| Description of the task |
Reproduce, line for line, the part of the listing below starting at the line containing "In the picture above, where can the white ruffled" and ending at the line containing "(1240, 179)", both included.

— START OF Task data —

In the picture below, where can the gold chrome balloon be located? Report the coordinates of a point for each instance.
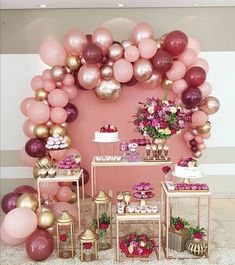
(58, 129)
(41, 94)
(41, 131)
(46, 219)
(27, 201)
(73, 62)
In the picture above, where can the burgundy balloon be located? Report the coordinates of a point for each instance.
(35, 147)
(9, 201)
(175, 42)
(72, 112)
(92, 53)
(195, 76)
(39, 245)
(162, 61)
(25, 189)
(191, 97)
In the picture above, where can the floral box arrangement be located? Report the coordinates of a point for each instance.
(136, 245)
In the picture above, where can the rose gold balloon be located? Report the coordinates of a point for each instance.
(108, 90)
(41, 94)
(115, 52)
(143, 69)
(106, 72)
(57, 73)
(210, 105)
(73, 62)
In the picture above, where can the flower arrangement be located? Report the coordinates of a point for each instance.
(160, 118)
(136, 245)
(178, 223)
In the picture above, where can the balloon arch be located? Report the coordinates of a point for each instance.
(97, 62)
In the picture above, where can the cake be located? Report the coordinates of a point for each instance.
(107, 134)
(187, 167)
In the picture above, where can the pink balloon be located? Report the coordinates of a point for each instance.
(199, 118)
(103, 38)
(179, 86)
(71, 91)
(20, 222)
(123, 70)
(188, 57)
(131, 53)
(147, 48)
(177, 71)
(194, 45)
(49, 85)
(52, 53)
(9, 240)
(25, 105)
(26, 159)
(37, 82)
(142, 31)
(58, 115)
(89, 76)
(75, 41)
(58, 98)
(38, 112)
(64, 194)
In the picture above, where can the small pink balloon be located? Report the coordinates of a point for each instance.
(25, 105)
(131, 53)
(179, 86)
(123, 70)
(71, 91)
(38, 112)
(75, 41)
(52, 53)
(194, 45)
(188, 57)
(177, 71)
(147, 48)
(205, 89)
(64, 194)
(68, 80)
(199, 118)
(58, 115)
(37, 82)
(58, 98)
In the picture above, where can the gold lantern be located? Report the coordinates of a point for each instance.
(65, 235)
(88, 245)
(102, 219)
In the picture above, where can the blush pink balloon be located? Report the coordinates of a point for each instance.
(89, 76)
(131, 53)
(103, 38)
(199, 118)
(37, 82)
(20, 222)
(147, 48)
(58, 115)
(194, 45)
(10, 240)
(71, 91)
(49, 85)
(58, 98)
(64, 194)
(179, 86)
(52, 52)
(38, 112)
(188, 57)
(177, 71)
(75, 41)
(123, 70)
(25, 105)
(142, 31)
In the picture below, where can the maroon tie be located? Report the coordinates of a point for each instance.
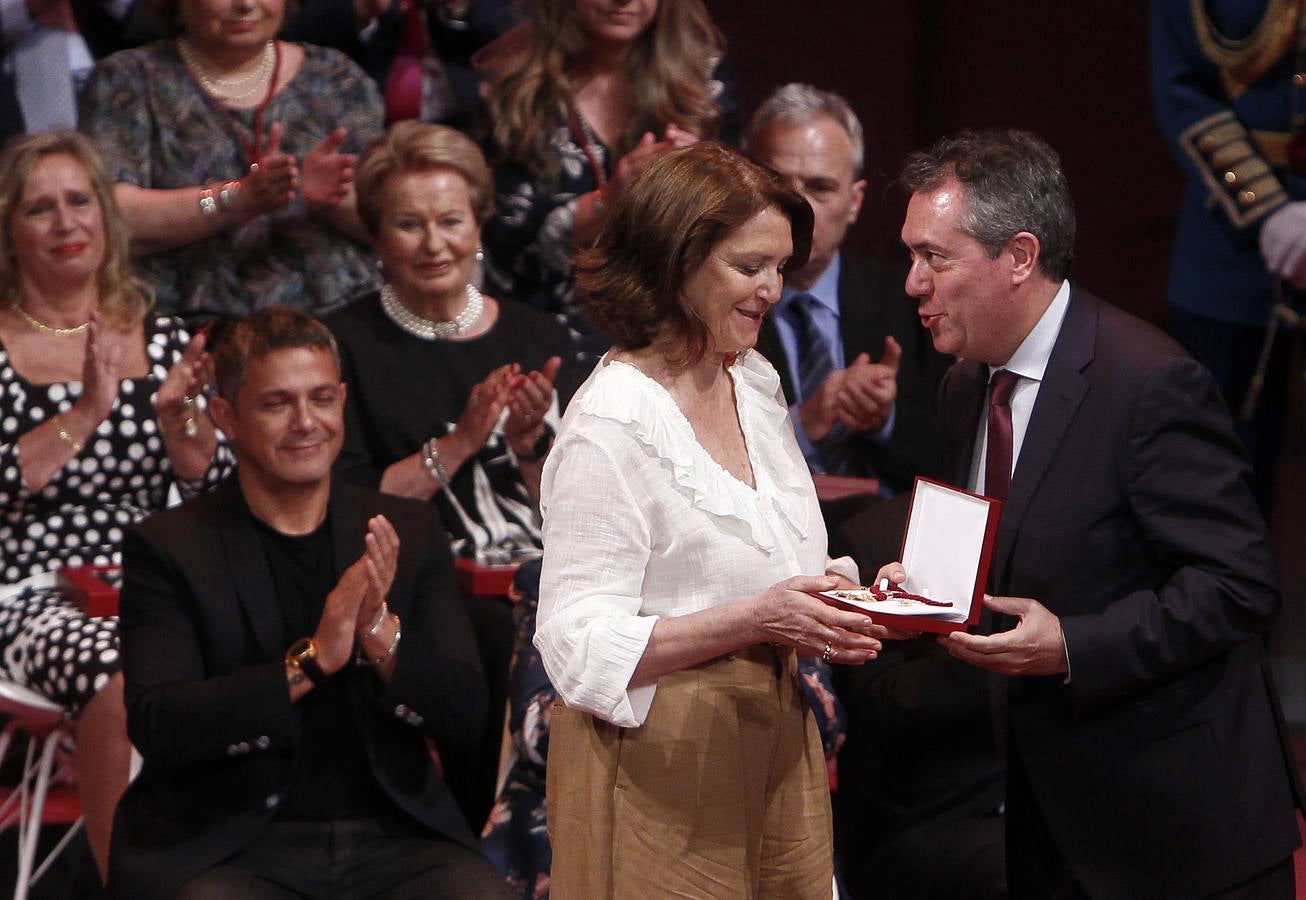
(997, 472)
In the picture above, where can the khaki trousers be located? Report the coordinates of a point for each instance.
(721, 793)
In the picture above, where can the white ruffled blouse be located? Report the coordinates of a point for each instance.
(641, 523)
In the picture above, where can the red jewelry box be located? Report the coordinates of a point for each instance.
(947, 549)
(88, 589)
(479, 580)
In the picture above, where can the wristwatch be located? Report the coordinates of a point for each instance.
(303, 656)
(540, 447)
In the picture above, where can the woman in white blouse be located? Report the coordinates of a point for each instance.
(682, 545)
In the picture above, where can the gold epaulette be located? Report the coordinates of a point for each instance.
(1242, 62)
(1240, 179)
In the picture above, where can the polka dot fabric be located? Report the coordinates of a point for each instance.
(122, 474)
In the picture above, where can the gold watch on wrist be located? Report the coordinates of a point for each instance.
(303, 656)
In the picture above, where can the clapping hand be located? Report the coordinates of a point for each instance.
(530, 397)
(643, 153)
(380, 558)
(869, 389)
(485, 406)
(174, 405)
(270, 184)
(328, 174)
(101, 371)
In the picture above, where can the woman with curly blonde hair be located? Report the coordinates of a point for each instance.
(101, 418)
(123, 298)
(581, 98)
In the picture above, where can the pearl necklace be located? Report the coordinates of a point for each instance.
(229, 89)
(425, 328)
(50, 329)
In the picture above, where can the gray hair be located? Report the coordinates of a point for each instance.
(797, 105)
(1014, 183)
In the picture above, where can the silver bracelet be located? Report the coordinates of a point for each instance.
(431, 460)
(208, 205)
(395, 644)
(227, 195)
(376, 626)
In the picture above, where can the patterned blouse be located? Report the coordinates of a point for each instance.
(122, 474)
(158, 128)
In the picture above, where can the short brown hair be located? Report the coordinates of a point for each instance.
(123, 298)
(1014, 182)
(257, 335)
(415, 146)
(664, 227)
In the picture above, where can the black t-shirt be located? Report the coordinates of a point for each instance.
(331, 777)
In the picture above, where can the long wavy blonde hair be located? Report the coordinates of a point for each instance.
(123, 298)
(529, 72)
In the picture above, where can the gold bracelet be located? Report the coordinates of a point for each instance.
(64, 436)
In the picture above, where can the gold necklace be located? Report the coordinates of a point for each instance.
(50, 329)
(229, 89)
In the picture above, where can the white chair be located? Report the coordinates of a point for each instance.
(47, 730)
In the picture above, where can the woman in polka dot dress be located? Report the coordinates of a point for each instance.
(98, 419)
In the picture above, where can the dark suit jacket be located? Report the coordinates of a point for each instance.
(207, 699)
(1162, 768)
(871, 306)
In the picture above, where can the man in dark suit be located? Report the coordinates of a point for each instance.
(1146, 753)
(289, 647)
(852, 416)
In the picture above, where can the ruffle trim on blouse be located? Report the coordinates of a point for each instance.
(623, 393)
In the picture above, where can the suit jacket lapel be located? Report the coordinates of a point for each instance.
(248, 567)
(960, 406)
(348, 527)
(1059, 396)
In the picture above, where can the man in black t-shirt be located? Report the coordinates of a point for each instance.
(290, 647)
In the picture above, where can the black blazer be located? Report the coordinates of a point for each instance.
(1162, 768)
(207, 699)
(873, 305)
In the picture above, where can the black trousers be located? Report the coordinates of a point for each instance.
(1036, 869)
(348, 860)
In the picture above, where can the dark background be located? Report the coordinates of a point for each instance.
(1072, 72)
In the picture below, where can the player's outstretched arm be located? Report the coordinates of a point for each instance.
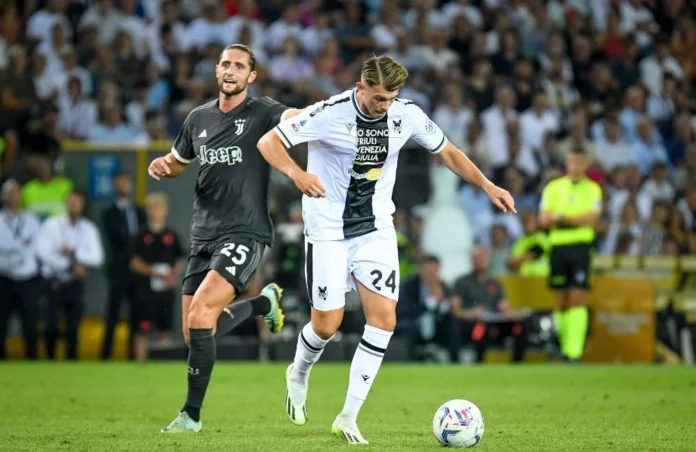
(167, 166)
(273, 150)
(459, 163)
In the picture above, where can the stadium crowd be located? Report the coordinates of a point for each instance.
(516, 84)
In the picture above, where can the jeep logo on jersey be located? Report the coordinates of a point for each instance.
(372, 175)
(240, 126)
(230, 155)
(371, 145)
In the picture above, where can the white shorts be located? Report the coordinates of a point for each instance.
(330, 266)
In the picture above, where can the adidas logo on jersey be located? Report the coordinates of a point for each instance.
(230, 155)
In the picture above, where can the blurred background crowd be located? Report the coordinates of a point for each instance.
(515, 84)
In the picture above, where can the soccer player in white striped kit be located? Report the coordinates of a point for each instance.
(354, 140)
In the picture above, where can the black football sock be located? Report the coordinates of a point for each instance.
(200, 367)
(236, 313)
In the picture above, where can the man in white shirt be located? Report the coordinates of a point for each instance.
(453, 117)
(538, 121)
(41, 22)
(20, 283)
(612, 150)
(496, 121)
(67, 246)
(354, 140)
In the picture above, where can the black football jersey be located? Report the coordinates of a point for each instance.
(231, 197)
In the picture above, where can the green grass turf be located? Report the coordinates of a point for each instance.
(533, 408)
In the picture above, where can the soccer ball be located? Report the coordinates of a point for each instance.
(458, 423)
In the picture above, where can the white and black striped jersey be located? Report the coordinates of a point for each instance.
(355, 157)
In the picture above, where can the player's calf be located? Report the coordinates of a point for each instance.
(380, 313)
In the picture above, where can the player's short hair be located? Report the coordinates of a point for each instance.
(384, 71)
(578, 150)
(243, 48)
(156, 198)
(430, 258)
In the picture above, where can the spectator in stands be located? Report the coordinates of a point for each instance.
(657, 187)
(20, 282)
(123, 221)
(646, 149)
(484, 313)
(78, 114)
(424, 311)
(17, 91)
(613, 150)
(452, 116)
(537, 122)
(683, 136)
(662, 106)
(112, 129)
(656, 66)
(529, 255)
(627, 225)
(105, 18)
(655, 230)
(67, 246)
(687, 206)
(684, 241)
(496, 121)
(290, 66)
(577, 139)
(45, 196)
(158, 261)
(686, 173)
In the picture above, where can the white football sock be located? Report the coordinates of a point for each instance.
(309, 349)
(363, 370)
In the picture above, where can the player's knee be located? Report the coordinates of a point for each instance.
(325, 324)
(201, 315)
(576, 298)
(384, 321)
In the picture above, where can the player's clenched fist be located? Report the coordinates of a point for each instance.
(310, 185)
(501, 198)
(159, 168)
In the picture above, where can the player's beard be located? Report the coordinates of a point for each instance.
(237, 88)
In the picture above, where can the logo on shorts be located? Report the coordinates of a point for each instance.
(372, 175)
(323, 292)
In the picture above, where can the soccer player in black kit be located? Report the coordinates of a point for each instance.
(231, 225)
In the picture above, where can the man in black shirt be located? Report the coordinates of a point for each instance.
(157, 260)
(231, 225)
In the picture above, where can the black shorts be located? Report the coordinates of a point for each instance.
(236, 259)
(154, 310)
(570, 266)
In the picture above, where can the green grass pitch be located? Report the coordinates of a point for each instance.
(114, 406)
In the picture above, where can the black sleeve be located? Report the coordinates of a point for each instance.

— END OF Task data —

| Task response |
In the picture above, where can the white ruffled blouse be located? Report the coordinates of a point for each instance.
(641, 523)
In the picture above, where can the red jewelry box be located? Report the coordinates of a point for each instance.
(947, 549)
(88, 589)
(479, 580)
In the picture above, where can the wristwatch be located? Report the coordinates of a point for each instance.
(303, 656)
(540, 447)
In the picture above, where can the woman in white blouse be located? Report the coordinates of a point for each instance.
(682, 545)
In the picture above, where can the gold epaulette be located? Report the coordinates of a point for each instance.
(1242, 62)
(1240, 179)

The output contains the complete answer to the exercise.